**SET PROBLEM**
Count the lines below that contain the word "wedding", and give only that number.

>>>

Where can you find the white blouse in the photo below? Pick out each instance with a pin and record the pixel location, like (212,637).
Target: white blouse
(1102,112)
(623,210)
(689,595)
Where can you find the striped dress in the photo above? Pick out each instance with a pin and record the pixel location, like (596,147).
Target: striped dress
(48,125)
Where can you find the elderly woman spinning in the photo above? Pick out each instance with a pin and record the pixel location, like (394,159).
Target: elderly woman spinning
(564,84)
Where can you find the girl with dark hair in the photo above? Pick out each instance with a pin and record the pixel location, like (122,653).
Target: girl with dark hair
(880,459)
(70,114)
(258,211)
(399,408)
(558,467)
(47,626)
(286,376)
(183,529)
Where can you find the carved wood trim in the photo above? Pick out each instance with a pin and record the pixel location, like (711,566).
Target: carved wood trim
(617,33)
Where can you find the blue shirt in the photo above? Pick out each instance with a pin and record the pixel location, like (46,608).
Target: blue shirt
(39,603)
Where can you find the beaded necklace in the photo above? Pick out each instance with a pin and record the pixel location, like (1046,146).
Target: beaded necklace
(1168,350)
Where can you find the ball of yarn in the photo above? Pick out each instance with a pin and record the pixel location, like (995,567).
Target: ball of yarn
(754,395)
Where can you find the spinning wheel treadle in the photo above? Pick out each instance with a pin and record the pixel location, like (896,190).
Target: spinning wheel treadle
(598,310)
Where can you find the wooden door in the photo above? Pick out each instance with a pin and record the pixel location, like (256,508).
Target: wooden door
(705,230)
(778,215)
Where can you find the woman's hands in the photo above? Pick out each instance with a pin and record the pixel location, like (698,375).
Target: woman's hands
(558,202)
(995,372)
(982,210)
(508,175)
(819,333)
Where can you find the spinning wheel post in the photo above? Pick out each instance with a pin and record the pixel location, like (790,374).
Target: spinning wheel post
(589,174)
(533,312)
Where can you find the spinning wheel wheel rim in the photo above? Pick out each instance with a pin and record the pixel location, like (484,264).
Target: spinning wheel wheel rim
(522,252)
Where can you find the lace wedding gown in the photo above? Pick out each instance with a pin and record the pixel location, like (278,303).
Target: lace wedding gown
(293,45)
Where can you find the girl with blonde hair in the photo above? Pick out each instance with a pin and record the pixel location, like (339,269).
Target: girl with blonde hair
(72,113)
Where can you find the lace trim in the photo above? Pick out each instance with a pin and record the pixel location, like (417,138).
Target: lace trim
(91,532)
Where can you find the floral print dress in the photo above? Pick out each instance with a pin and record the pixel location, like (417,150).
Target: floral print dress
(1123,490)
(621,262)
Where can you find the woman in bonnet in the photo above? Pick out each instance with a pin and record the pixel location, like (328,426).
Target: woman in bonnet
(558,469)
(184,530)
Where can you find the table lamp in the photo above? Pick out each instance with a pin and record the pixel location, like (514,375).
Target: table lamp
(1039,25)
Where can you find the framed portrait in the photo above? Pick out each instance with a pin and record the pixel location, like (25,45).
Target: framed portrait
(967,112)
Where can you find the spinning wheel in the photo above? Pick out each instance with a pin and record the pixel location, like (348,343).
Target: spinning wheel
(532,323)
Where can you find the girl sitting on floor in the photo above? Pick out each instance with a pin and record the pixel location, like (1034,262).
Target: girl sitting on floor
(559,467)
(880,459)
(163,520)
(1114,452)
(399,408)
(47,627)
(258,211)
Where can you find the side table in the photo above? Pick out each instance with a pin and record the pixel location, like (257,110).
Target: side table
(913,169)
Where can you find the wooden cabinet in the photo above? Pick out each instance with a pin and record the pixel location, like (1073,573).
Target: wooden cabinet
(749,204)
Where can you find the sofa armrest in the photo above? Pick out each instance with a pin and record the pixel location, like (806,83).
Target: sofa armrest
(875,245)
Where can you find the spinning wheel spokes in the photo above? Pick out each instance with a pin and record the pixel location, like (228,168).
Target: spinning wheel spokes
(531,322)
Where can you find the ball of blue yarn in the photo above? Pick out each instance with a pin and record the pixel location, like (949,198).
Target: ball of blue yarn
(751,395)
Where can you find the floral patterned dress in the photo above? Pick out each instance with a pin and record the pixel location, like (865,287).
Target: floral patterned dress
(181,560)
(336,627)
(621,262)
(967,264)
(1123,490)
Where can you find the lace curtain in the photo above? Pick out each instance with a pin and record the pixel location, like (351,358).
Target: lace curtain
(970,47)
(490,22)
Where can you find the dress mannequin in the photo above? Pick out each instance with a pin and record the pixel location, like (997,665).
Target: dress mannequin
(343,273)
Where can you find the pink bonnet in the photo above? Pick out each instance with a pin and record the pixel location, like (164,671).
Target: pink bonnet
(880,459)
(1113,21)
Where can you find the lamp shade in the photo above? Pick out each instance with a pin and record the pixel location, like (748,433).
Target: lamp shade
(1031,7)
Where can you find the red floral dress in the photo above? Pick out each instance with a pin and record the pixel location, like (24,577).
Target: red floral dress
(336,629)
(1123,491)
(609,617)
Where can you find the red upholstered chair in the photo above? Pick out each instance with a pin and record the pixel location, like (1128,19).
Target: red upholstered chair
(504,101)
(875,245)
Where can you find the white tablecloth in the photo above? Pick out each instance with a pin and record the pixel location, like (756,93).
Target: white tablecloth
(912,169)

<<<
>>>

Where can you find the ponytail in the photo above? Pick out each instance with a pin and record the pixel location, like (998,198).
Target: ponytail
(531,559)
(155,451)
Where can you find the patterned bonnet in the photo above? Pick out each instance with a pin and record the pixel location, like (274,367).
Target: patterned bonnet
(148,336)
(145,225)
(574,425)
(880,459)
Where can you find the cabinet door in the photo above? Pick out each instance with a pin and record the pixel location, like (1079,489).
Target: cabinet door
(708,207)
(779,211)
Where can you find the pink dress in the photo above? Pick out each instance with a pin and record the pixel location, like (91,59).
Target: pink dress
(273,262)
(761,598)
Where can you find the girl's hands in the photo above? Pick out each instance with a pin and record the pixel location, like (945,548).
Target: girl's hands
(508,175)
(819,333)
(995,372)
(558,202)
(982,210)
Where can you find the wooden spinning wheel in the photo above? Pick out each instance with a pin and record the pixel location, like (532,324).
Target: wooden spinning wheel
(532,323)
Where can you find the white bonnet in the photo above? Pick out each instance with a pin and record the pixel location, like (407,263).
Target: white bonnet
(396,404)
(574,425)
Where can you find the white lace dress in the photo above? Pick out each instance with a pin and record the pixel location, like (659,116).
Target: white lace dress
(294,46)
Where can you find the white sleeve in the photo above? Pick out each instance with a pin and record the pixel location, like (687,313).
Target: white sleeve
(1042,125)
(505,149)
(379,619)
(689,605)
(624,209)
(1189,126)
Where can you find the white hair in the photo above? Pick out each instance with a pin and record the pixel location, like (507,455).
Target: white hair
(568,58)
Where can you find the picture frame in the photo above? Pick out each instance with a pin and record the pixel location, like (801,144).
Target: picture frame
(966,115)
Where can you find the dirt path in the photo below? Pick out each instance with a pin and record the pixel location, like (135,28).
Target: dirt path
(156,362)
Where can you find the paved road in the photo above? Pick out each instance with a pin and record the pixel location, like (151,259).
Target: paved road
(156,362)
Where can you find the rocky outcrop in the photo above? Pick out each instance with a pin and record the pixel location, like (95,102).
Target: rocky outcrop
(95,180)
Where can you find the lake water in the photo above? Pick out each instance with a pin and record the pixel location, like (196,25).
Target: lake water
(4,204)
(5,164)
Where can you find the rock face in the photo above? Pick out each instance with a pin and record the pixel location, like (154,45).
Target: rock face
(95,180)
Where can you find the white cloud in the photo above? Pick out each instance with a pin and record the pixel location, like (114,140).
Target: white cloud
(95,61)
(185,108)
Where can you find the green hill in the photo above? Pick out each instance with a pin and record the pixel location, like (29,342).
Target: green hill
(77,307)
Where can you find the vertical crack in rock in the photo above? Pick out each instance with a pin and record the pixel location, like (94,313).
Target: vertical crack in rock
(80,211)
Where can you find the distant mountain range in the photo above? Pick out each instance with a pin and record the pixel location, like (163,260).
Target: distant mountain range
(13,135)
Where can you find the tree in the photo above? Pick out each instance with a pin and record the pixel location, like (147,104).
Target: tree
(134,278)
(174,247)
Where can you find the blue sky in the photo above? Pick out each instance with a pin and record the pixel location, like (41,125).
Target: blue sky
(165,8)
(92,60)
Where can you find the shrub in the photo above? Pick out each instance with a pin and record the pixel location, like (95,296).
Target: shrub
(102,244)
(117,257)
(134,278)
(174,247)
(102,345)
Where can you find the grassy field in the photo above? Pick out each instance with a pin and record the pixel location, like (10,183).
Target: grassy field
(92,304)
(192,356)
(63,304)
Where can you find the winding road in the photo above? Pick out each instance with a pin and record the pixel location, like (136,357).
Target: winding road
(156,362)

<<<
>>>

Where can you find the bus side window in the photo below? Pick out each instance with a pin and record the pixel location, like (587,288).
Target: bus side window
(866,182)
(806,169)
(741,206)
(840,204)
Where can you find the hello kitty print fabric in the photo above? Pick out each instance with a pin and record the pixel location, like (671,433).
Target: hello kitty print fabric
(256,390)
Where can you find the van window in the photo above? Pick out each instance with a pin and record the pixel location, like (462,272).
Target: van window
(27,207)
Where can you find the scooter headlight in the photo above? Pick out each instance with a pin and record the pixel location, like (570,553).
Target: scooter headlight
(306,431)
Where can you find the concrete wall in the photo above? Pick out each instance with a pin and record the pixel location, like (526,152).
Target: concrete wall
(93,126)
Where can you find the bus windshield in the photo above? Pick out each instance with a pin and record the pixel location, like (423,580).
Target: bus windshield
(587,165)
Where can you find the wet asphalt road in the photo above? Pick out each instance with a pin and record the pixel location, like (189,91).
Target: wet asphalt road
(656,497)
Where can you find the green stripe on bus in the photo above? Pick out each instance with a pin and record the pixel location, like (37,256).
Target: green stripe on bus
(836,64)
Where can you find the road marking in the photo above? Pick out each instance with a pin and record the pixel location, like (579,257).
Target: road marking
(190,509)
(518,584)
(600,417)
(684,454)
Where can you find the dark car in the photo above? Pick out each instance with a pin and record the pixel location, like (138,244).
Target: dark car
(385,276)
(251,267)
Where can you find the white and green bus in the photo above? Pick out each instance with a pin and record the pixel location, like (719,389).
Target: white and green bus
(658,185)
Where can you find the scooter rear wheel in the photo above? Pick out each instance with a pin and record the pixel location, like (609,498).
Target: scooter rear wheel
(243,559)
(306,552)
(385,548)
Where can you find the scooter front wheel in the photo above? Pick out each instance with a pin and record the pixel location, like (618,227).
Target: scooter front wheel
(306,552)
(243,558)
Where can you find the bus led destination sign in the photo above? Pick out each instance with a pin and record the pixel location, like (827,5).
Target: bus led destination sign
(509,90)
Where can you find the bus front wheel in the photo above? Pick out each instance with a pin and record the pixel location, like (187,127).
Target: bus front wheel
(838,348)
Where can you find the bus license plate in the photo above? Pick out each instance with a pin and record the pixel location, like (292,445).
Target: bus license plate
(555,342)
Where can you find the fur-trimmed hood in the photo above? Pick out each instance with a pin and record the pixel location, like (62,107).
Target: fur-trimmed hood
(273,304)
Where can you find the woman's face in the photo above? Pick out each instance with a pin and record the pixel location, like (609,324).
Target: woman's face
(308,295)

<<<

**ANSWER TO THE TASK**
2